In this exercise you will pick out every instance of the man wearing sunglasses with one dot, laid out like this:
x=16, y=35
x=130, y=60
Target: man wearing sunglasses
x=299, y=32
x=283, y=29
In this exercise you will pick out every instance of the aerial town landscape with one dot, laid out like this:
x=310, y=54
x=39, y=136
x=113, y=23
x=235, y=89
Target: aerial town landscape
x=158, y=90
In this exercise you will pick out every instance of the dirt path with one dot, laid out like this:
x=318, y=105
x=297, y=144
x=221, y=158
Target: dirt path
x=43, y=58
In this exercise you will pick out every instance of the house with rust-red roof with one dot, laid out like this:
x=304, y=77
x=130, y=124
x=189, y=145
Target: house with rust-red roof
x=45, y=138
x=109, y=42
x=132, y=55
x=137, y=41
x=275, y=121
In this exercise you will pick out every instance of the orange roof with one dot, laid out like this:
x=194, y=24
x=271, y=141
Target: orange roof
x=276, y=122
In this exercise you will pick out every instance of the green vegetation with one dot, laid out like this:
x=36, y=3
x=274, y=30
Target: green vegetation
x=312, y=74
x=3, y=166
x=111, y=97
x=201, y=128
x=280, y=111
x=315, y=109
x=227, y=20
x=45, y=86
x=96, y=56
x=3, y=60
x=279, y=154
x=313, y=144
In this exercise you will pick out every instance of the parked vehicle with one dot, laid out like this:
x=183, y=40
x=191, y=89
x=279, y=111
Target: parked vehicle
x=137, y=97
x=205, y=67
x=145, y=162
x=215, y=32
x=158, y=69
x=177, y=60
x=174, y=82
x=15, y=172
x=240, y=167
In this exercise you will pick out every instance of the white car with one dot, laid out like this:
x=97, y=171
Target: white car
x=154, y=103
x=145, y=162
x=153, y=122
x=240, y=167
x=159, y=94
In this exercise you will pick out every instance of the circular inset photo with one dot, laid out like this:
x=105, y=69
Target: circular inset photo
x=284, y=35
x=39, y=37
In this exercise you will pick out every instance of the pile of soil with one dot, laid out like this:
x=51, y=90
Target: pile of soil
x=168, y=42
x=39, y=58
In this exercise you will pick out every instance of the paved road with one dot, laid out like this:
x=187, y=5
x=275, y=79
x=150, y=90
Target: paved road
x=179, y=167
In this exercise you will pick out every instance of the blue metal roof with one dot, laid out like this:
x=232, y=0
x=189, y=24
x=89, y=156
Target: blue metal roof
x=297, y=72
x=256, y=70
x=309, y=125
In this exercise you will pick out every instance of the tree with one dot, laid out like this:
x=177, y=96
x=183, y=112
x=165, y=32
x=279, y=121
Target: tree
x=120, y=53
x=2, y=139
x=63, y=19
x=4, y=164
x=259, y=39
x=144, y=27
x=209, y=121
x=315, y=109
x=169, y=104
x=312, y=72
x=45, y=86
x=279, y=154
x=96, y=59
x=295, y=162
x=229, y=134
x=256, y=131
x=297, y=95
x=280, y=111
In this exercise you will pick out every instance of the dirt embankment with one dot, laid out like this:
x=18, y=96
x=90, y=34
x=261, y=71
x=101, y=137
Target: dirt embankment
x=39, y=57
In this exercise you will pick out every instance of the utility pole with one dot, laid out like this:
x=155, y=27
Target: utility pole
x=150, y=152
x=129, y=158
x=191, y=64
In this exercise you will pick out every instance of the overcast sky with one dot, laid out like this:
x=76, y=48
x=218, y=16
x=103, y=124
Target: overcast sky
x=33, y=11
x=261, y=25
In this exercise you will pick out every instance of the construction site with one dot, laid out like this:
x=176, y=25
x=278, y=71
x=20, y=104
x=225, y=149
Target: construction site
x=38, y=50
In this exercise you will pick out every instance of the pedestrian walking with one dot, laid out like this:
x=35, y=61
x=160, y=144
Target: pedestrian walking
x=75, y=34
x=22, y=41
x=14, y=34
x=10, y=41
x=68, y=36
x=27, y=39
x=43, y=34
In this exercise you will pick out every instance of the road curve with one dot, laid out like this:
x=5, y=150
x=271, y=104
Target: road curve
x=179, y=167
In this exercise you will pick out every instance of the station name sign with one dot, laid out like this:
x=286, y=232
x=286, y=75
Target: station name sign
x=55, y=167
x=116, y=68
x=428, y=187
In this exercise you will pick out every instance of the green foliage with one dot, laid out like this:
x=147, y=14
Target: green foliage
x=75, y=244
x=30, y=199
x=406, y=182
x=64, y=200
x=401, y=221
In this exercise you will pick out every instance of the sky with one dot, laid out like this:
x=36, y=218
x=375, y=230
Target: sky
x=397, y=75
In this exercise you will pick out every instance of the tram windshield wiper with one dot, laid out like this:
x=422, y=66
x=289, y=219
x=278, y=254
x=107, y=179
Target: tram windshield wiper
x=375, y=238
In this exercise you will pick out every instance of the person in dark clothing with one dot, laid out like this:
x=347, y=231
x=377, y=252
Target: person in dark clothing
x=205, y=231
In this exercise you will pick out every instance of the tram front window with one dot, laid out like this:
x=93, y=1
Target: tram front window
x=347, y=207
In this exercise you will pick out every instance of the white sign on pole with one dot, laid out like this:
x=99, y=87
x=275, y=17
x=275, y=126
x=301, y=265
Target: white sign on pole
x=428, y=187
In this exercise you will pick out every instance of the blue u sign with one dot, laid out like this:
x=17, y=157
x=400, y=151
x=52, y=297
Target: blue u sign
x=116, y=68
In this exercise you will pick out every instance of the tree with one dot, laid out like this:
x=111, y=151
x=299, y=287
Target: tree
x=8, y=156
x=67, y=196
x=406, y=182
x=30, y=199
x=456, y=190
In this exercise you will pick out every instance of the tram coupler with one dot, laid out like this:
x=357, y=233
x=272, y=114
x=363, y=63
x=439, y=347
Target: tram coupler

==================================================

- TASK DETAILS:
Write out every line of the material exactly as it appears.

- RESPONSE:
In this exercise you will pick out every instance of the man wearing sunglasses with one dot, laid out like this:
x=16, y=35
x=130, y=60
Target: man wearing sunglasses
x=299, y=32
x=283, y=29
In this exercise you will pick out every instance of the aerial town landscape with one dot, laid out like this:
x=310, y=54
x=39, y=136
x=113, y=23
x=235, y=89
Target: aerial town landscape
x=158, y=90
In this exercise you will pick out every instance of the dirt path with one dot, laid out like this:
x=318, y=105
x=297, y=144
x=221, y=158
Target: dirt path
x=43, y=58
In this exercise you will pick out every instance of the house with rust-red roof with one dot, laid out like this:
x=304, y=77
x=130, y=124
x=189, y=145
Target: house with rust-red roof
x=45, y=138
x=109, y=42
x=132, y=55
x=137, y=41
x=275, y=121
In this exercise you will pick out every instance of the orange roof with one dot, laid out like this:
x=194, y=24
x=271, y=141
Target: orange roof
x=276, y=122
In this exercise you will pick out every instance of the green vegetation with one dot, laid out like this:
x=36, y=3
x=274, y=30
Target: green vegetation
x=312, y=74
x=3, y=166
x=111, y=97
x=201, y=128
x=280, y=111
x=315, y=109
x=227, y=20
x=45, y=86
x=96, y=56
x=3, y=60
x=279, y=154
x=313, y=144
In this exercise you will pick out every instance of the parked vehicle with one dot, laid out like this:
x=183, y=40
x=191, y=89
x=279, y=111
Target: parked vehicle
x=137, y=97
x=205, y=67
x=145, y=162
x=215, y=32
x=158, y=69
x=177, y=60
x=174, y=82
x=15, y=172
x=240, y=167
In this exercise you will pick out every instance of the white car with one dot, laid out like this:
x=97, y=171
Target: white car
x=154, y=103
x=145, y=162
x=153, y=122
x=240, y=167
x=159, y=94
In this exercise you will pick out every instance of the circular inset photo with one dot, laid out like this:
x=105, y=69
Target: circular inset photo
x=284, y=35
x=39, y=37
In this exercise you will pick out every instance of the pile of soil with one dot, laid out like this:
x=51, y=90
Target: pile of soil
x=168, y=42
x=39, y=58
In this exercise you will pick out every instance of the paved road with one dot, laid out like this:
x=187, y=5
x=275, y=79
x=150, y=90
Target: paved road
x=179, y=167
In this exercise you will pick out every instance of the blue metal roof with one dot, laid out like this:
x=232, y=0
x=189, y=24
x=89, y=156
Target: blue metal roof
x=297, y=72
x=256, y=70
x=309, y=125
In this exercise you will pick out every instance of the tree with one dot, laid out like this:
x=177, y=96
x=183, y=112
x=165, y=32
x=279, y=121
Target: tree
x=120, y=53
x=2, y=139
x=63, y=19
x=4, y=164
x=259, y=39
x=144, y=27
x=209, y=121
x=315, y=109
x=169, y=104
x=312, y=72
x=45, y=86
x=279, y=154
x=96, y=59
x=295, y=162
x=229, y=134
x=256, y=131
x=297, y=95
x=280, y=111
In this exercise you will pick out every instance of the dirt embankment with one dot, laid out like this:
x=18, y=96
x=90, y=34
x=261, y=71
x=101, y=137
Target: dirt embankment
x=39, y=57
In this exercise you will pick out every instance of the utility pole with one dot, laid out like this:
x=155, y=27
Target: utility pole
x=150, y=152
x=129, y=158
x=191, y=64
In this exercise you will pick out every instance of the overcast sky with one dot, laid out like this:
x=76, y=48
x=218, y=16
x=103, y=124
Target: overcast sky
x=33, y=11
x=261, y=25
In this exercise you will pick out every instance of the construction site with one dot, laid out like this:
x=176, y=25
x=278, y=71
x=20, y=104
x=225, y=149
Target: construction site
x=38, y=50
In this exercise you will pick out every instance of the pedestrian walking with one dot, laid out like this:
x=35, y=61
x=160, y=144
Target: pedestrian walking
x=75, y=34
x=22, y=41
x=14, y=34
x=10, y=41
x=68, y=36
x=27, y=39
x=43, y=34
In this exercise you will pick out every instance of the road curve with one dot, laid out like this:
x=5, y=150
x=271, y=104
Target: road curve
x=179, y=167
In this exercise you will pick out every instance of the station name sign with one dot, laid out like this:
x=286, y=232
x=286, y=75
Target: station name sign
x=55, y=167
x=116, y=68
x=428, y=187
In this exercise you will pick out every instance of the green foliage with one dot, laid out like this:
x=147, y=14
Target: green foliage
x=75, y=244
x=30, y=199
x=406, y=182
x=64, y=200
x=401, y=221
In this exercise you will pick out every instance of the sky with one dot, laid out like this:
x=36, y=218
x=375, y=230
Target: sky
x=397, y=75
In this exercise you will pick out every instance of the tram windshield wiper with one dot, laid out like this:
x=422, y=66
x=289, y=219
x=278, y=254
x=107, y=179
Target: tram windshield wiper
x=375, y=238
In this exercise you will pick out every instance of the person in dark clothing with one dot, laid out like this:
x=347, y=231
x=377, y=252
Target: person in dark clothing
x=205, y=231
In this exercise you will pick out every instance of the tram front window with one dot, laid out like this:
x=93, y=1
Target: tram front window
x=347, y=207
In this exercise you will pick out every instance of the white sign on pole with one dot, laid out like this:
x=99, y=87
x=275, y=17
x=275, y=126
x=301, y=265
Target: white sign on pole
x=428, y=187
In this exercise you will pick out every instance of the blue u sign with one dot, laid out like this:
x=17, y=157
x=400, y=151
x=52, y=297
Target: blue u sign
x=116, y=68
In this exercise you will pick out every instance of the tree with one dot, laid out like this:
x=111, y=151
x=299, y=287
Target: tree
x=8, y=156
x=67, y=196
x=406, y=182
x=30, y=199
x=456, y=190
In this exercise you will pick out every instance of the tram coupler with one dot, laid out like this:
x=357, y=233
x=272, y=114
x=363, y=63
x=439, y=347
Target: tram coupler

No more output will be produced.